Document section: Begin
Wolbachia was in our study only found in non-fecal species and is a well-known facultative symbiont in insects. They are often maternally inherited bacteria related with feminization, parthenogenesis and cytoplasmic incompatibility (CI)38,39. For Wolbachia to become established in a new host species, it must be horizontally acquired and vertically transmitted at a high rate40. In D. mauritiana, there are three possible ways that Wolbachia could transfer between population: as the neutral bacteria, as beneficial bacteria, or related to with the spindle apparatus of nuclei during division41. The vertical transmission of Wolbachia in Acari proved that Wolbachia-infected females transferred Wolbachia to their offspring regardless they mated with infected or uninfected males, but the offspring of Wolbachia-free females were always uninfected42. In Galerucella species, we find that non-fecal species possess a much higher level of Wolbachia than fecal species, almost exclusively (Figs. 1 & 4). This pattern could suggest that fecal strings possibly hinder Wolbachia transmission or establishment through the maintenance of some other beneficial microorganisms.
To conclude, our findings demonstrate that the dynamics of gut bacteria and the bacterial community are impacted by fecal strings across host life stages, with a very different microbiome shared between fecal and non-fecal species. Importantly, this work also suggests that different bacterial genera may be both positively and negatively related with fecal strings. This information suggests that understanding the temporal dynamics of gut microbial communities in both fecal and non-fecal species may help identify key drivers affecting the assembly of microbiomes and potentially how the microbial functions related to insect fitness. Nevertheless, we find that the gut microbiota structure both by phylogenetic perspective and environmental perspective, where the innovation of adding fecal strings to the egg could play a pivotal role in this particular beetle genus.
Document section: End
# Work task A
Transcribe the part of the beetle gut bacteria text starting with "To conclude, our" and going on through "particular beetle genus.".
# Work task B
In the beetle gut bacteria text, what was true of the offspring of Wolbachia-free females in Acari?
Supplied records: Begin
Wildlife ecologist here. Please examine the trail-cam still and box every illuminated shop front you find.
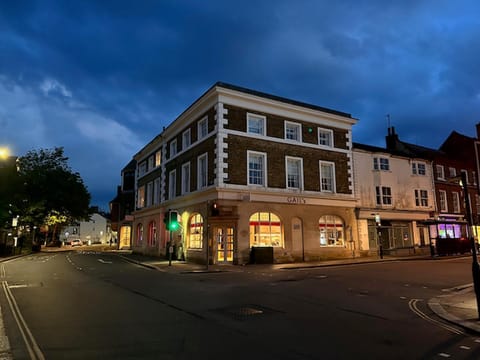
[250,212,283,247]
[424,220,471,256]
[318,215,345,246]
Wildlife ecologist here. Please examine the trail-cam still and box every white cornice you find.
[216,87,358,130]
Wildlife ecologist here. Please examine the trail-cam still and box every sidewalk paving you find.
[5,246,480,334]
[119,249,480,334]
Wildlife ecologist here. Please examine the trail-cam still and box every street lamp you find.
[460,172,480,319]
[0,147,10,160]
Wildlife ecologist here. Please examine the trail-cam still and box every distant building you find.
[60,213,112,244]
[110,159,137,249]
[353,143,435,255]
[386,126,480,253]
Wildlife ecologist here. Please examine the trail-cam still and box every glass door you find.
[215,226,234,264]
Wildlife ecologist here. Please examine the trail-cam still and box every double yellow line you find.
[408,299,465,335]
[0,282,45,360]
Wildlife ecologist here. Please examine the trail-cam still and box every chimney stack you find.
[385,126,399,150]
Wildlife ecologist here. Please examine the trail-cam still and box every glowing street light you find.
Supplied records: End
Supplied records: Begin
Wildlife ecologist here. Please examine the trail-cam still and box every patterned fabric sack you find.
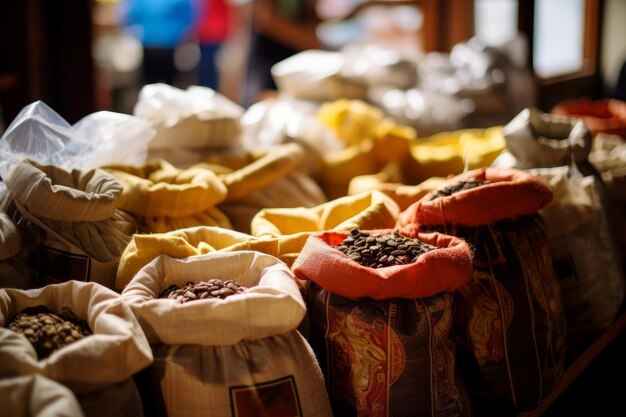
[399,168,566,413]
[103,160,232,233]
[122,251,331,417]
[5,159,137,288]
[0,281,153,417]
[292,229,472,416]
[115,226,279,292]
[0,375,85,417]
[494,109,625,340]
Supplied records: End
# Expected output A
To conclude, our findings demonstrate that the dynamics of gut bacteria and the bacterial community are impacted by fecal strings across host life stages, with a very different microbiome shared between fecal and non-fecal species. Importantly, this work also suggests that different bacterial genera may be both positively and negatively related with fecal strings. This information suggests that understanding the temporal dynamics of gut microbial communities in both fecal and non-fecal species may help identify key drivers affecting the assembly of microbiomes and potentially how the microbial functions related to insect fitness. Nevertheless, we find that the gut microbiota structure both by phylogenetic perspective and environmental perspective, where the innovation of adding fecal strings to the egg could play a pivotal role in this particular beetle genus.

# Expected output B
They were always uninfected.